● **Extract to read**

_ _ _

- Born: 5 October 1956 Inari, Finland
- Died: 23 August 2019 (aged 62) Stockholm, Sweden
- Occupations: Musician, songwriter
- Instruments: acoustic steel string guitar, sambur, mandola, buzuki, synthesizer

= Leo Gauriloff =

Finnish singer and composer (1956–2019)

Leo Gauriloff (5 October 1956 – 23 August 2019) was a Skolt Sámi singer, guitarist and composer. He was known mainly for playing acoustic steel string guitars, but he also played other acoustic string instruments, such the sambur, the mandola, the buzuki, as well as synthesizers.

== Biography ==
Gauriloff grew up in Mustola, Inari, in the vicinity of Nellim. He lost his mother in an act of murder, which upset the whole village. He was then raised by his grandmother, from whom he learnt the Skolt Sámi language. Gauriloff built his first guitar from particle board, and he would amplify the sound by pressing it against the boiling pot of the sauna.

_ _ _

● **Listed records**
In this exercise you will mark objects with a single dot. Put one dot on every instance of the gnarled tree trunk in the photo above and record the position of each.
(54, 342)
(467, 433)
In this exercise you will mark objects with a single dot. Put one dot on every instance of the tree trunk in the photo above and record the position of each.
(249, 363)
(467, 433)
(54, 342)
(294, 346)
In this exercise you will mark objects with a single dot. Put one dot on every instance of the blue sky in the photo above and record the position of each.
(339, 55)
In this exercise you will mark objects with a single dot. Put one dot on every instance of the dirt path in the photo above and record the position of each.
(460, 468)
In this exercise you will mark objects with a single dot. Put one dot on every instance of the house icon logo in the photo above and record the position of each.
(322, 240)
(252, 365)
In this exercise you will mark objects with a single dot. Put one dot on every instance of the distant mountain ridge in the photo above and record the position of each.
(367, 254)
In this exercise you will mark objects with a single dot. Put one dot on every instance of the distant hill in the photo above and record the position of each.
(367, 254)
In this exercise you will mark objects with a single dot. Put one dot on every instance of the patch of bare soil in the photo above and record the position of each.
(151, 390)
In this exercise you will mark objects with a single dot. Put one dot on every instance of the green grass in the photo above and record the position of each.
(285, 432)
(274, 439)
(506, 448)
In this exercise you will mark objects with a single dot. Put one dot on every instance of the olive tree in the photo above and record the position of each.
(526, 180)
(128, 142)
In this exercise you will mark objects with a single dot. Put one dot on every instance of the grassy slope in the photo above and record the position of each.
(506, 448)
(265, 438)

_ _ _

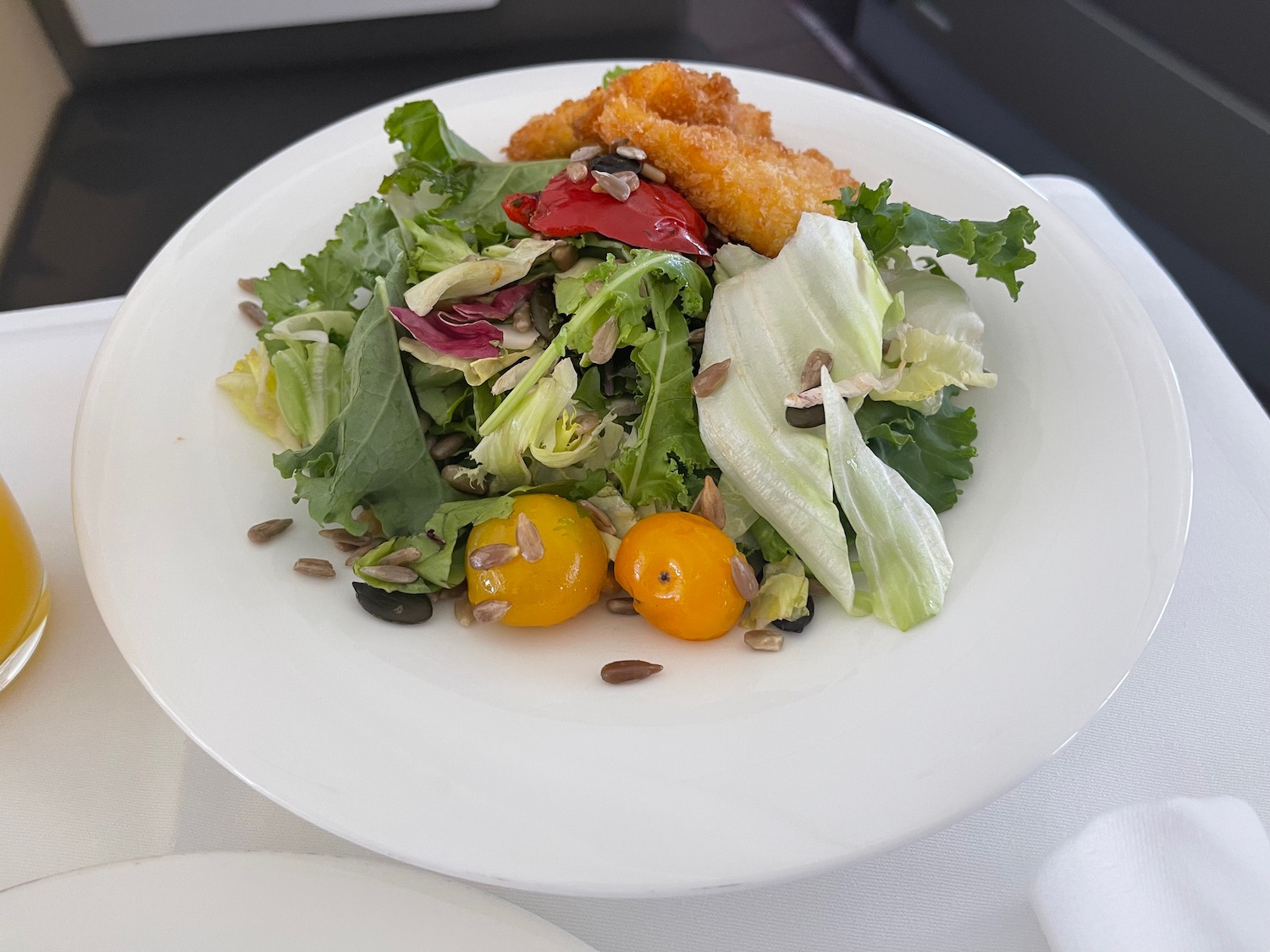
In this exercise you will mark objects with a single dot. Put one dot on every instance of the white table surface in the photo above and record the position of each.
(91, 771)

_ _ _

● **Problem to work on**
Copy word for word from the Leo Gauriloff text, beginning at the words "Leo Gauriloff (5" and stopping after "of the sauna.".

● **Answer to this task**
Leo Gauriloff (5 October 1956 – 23 August 2019) was a Skolt Sámi singer, guitarist and composer. He was known mainly for playing acoustic steel string guitars, but he also played other acoustic string instruments, such the sambur, the mandola, the buzuki, as well as synthesizers.

== Biography ==
Gauriloff grew up in Mustola, Inari, in the vicinity of Nellim. He lost his mother in an act of murder, which upset the whole village. He was then raised by his grandmother, from whom he learnt the Skolt Sámi language. Gauriloff built his first guitar from particle board, and he would amplify the sound by pressing it against the boiling pot of the sauna.